## Begin Information supplied

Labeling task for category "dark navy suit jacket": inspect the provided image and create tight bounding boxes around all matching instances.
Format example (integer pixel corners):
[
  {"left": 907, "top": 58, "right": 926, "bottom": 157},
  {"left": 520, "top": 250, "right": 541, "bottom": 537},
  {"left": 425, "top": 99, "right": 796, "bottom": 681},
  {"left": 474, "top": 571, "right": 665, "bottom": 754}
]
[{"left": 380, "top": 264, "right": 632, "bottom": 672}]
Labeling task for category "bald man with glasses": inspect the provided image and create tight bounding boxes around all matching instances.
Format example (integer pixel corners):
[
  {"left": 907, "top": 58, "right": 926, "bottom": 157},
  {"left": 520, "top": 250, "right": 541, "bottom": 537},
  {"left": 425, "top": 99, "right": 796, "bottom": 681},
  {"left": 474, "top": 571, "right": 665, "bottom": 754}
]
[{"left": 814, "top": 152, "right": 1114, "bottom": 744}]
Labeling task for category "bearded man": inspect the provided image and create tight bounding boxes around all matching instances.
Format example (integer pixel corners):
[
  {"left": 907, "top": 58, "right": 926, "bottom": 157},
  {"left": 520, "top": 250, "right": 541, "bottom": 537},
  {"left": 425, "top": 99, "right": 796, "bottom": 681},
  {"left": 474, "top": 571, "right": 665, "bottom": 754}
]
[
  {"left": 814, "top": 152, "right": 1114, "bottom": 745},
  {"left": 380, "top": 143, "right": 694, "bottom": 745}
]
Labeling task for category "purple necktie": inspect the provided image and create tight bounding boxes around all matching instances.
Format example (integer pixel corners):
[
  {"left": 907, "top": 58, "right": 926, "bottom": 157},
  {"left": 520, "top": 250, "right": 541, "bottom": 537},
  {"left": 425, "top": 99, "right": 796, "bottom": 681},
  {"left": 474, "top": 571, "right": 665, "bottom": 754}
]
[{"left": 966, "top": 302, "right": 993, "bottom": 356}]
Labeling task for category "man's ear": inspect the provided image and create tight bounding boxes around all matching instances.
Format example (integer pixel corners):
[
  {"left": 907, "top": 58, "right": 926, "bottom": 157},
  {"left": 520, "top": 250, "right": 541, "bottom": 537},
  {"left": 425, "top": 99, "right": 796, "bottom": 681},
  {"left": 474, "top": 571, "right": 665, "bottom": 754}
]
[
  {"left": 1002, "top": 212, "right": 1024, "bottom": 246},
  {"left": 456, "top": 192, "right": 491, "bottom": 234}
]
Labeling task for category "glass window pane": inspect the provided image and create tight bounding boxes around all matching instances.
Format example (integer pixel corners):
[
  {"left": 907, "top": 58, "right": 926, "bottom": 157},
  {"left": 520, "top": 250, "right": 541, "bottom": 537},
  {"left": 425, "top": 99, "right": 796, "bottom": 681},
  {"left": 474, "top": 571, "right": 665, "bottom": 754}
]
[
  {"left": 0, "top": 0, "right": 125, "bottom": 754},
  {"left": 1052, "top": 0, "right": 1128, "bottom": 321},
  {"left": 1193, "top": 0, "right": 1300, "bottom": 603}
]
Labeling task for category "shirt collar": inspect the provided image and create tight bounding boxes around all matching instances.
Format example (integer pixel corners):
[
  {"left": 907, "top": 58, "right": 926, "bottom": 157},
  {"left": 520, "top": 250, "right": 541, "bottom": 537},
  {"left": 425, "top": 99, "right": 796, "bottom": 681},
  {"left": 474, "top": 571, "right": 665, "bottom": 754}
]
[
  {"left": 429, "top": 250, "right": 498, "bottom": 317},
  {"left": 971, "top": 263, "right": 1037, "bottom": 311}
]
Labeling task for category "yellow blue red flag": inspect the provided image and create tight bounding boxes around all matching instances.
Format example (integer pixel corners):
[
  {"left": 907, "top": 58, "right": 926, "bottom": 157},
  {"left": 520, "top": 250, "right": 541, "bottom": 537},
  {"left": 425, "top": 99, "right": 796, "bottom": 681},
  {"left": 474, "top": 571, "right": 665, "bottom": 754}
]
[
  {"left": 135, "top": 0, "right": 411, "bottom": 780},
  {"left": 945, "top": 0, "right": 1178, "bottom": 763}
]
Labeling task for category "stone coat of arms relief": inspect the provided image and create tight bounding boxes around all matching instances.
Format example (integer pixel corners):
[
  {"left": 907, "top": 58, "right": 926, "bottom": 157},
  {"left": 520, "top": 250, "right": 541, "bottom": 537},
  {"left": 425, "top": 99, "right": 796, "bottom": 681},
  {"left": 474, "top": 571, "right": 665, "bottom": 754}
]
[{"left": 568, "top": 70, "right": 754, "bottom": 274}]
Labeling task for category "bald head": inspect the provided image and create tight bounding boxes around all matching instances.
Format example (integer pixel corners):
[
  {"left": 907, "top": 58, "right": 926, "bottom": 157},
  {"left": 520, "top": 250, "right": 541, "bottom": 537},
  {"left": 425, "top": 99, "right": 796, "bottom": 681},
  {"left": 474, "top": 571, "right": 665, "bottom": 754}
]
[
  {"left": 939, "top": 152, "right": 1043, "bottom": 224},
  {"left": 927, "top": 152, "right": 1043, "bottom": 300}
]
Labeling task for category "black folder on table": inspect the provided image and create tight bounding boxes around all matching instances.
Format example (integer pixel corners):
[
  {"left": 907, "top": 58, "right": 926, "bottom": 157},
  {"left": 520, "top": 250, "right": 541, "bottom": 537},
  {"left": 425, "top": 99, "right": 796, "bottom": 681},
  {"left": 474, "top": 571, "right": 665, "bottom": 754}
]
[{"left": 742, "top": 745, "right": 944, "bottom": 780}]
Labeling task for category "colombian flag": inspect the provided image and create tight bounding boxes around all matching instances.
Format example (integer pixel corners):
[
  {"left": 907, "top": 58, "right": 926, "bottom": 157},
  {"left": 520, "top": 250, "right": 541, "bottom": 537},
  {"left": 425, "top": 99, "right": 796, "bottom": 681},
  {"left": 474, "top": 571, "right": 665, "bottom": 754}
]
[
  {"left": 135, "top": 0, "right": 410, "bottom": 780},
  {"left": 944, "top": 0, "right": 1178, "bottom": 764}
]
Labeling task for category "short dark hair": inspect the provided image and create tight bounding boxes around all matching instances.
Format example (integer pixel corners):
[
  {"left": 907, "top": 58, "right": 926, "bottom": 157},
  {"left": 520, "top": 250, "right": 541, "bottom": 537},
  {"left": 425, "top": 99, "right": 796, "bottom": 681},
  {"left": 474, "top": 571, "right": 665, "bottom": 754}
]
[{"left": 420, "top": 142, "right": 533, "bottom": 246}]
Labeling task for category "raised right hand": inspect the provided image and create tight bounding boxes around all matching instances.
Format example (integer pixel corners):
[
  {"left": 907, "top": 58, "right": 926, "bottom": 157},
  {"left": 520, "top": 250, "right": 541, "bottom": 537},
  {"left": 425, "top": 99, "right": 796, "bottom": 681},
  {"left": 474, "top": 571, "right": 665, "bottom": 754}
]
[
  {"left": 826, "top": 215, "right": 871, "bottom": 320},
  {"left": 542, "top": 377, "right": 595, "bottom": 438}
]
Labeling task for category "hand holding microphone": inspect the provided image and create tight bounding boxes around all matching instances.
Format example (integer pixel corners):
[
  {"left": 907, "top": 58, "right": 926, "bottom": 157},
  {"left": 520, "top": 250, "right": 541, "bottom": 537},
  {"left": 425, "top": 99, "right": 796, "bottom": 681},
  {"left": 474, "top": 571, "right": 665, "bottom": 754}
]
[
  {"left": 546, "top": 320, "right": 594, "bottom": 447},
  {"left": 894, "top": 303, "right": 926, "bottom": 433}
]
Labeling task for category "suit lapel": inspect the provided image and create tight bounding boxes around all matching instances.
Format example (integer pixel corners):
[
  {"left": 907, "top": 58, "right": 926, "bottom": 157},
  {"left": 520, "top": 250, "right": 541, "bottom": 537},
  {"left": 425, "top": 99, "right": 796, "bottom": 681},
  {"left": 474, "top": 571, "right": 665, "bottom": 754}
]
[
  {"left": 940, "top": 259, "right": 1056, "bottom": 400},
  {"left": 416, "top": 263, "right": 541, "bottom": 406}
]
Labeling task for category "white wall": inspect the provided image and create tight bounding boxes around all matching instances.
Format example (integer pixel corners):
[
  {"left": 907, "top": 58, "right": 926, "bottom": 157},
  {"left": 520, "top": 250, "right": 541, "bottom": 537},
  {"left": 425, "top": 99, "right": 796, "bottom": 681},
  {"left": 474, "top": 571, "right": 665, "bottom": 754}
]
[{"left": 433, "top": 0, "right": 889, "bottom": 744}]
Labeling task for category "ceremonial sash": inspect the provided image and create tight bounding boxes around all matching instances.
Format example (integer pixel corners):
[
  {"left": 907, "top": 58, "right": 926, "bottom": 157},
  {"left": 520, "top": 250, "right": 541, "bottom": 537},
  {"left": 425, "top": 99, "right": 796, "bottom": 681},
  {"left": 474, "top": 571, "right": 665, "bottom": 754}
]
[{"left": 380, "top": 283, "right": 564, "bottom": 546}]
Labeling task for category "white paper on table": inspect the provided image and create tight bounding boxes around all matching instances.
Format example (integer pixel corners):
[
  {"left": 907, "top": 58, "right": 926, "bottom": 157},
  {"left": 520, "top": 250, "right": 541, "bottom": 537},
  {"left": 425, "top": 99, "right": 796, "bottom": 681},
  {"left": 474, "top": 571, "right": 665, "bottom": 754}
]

## End Information supplied

Exercise details
Filter the entries above, copying out every line that contains the word "bald".

Task solution
Labeling task for category "bald man with glasses": inspect the provided image and create tight bounding boxes around all matching instances.
Labeling task for category "bald head": inspect the provided image and create tight bounding boxes around all matching instances.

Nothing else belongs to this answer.